-- start --

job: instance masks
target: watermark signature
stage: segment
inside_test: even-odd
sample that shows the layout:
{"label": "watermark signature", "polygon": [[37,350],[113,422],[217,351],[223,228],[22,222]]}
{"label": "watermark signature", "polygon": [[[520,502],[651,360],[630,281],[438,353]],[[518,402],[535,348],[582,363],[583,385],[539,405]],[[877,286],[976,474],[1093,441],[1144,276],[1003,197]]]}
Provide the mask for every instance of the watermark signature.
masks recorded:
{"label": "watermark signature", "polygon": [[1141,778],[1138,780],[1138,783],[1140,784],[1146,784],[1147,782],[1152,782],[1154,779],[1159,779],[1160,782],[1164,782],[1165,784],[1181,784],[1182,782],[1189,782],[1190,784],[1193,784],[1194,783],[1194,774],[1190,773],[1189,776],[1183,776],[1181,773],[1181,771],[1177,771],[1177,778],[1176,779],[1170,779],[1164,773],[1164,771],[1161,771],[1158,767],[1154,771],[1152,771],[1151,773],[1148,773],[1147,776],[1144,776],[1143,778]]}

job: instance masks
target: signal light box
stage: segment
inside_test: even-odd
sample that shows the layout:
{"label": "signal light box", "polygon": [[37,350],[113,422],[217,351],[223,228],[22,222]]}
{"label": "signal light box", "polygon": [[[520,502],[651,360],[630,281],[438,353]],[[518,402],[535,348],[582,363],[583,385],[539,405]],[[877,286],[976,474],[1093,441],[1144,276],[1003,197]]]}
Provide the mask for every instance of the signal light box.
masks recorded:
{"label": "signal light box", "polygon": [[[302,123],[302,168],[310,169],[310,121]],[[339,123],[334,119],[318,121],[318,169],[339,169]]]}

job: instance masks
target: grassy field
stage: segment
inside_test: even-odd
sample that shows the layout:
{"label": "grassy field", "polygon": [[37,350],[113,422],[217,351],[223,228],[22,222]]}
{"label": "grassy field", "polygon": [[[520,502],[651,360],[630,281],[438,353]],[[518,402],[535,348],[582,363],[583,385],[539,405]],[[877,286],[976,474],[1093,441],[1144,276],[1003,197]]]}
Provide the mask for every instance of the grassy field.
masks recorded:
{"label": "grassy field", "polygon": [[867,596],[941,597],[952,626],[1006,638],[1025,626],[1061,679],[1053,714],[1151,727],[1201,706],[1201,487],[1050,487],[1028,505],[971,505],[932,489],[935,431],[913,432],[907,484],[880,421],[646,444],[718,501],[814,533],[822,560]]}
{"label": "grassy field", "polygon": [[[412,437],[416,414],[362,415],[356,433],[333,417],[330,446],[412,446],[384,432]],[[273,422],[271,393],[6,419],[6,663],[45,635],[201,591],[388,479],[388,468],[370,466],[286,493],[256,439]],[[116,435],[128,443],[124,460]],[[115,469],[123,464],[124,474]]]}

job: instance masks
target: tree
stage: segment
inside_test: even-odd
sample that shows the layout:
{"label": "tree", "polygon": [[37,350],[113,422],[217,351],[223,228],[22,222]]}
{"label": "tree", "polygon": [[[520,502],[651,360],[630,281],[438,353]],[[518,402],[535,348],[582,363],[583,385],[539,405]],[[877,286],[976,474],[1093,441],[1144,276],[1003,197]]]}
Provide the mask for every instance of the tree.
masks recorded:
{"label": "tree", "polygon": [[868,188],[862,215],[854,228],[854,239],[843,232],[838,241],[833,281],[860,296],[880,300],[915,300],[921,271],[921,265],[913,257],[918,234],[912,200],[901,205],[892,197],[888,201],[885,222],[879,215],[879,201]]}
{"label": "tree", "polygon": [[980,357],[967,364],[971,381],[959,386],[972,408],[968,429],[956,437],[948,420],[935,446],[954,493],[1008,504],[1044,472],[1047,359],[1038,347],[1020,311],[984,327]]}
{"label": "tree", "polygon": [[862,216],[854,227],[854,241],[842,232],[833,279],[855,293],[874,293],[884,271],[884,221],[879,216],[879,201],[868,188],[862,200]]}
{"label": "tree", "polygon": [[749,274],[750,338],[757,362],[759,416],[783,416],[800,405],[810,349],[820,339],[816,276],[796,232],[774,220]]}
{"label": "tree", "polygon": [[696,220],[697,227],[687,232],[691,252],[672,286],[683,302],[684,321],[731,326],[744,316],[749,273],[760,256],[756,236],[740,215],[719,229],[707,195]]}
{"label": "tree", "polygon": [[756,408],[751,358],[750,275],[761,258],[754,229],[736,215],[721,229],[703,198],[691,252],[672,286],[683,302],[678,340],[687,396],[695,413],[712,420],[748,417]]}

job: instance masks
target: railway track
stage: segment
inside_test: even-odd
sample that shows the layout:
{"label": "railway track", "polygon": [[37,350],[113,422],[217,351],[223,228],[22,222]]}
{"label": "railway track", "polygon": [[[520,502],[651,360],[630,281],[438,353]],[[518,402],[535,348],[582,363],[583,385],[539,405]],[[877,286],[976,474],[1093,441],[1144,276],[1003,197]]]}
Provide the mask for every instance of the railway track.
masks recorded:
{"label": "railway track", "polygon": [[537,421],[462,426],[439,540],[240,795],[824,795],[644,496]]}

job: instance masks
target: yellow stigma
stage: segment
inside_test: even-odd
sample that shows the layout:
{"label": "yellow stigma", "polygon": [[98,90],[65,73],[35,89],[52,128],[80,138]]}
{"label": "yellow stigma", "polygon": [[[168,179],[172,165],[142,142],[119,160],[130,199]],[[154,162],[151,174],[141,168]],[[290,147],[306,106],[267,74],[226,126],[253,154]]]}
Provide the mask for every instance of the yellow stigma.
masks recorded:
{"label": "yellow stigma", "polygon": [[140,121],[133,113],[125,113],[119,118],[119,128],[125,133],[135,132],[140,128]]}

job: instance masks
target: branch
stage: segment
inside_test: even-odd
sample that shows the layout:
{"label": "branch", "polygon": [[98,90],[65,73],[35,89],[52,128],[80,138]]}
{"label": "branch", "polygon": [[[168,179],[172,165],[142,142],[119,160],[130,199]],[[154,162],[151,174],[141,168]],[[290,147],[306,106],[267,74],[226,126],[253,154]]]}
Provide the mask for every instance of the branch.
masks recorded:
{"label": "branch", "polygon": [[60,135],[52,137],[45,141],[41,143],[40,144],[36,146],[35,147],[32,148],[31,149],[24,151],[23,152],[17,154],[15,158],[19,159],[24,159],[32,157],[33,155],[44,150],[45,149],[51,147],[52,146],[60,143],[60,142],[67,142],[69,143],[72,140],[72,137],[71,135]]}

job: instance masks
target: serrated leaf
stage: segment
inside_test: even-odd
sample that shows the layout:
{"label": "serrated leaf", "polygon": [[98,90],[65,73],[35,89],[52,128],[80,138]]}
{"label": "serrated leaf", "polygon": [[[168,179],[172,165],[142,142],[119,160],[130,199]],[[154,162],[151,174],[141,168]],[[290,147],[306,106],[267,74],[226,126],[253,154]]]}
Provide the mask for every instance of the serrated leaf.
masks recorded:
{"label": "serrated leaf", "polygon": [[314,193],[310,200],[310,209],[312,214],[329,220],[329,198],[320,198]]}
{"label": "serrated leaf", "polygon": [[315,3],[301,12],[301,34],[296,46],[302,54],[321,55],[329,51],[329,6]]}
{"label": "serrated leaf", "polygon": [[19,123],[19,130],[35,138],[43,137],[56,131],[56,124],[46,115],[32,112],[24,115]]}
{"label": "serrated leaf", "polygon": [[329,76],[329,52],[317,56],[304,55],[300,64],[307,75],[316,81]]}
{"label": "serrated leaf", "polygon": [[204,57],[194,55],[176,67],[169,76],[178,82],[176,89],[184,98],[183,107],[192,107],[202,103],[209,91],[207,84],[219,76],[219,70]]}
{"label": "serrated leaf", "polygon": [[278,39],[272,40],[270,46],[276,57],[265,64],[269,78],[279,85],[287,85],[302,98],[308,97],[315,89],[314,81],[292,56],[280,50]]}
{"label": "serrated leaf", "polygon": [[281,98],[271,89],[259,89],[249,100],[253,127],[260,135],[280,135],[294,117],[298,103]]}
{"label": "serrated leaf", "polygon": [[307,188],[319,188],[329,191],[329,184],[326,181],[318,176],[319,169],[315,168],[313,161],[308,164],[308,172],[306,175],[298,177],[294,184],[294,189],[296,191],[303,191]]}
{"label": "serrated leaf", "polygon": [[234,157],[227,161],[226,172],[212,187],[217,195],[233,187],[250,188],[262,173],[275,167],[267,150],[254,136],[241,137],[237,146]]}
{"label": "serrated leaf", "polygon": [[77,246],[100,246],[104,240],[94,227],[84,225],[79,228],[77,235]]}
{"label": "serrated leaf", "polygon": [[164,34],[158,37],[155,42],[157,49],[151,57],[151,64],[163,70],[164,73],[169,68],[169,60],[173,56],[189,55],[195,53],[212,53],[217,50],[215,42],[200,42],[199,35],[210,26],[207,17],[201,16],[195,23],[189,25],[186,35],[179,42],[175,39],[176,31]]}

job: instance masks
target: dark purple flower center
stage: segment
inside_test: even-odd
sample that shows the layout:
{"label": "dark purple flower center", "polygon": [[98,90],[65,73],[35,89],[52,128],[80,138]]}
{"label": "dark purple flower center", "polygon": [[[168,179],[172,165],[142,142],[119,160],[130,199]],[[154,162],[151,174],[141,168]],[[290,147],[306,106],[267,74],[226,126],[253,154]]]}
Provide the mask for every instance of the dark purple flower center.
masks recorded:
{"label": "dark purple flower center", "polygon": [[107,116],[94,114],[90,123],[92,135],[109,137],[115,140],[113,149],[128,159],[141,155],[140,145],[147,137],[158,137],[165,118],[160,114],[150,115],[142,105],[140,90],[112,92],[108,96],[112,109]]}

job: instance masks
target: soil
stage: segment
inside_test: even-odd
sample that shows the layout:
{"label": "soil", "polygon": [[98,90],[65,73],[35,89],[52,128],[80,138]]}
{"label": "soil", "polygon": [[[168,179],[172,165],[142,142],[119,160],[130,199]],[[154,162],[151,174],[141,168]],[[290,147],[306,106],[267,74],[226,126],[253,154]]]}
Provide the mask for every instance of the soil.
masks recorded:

-- end --

Exercise details: Please show every line above that contains the word "signal".

Finished task:
target: signal light box
{"label": "signal light box", "polygon": [[37,350],[113,422],[217,351],[223,228],[22,222]]}
{"label": "signal light box", "polygon": [[[520,502],[651,360],[630,281],[438,353]],[[518,402],[535,348],[582,363],[583,385],[539,405]],[[877,286],[976,474],[1093,441],[1144,276],[1003,197]]]}
Provide the mask for every instance of the signal light box.
{"label": "signal light box", "polygon": [[[302,123],[302,168],[310,169],[310,121]],[[339,123],[334,119],[318,121],[318,169],[339,169]]]}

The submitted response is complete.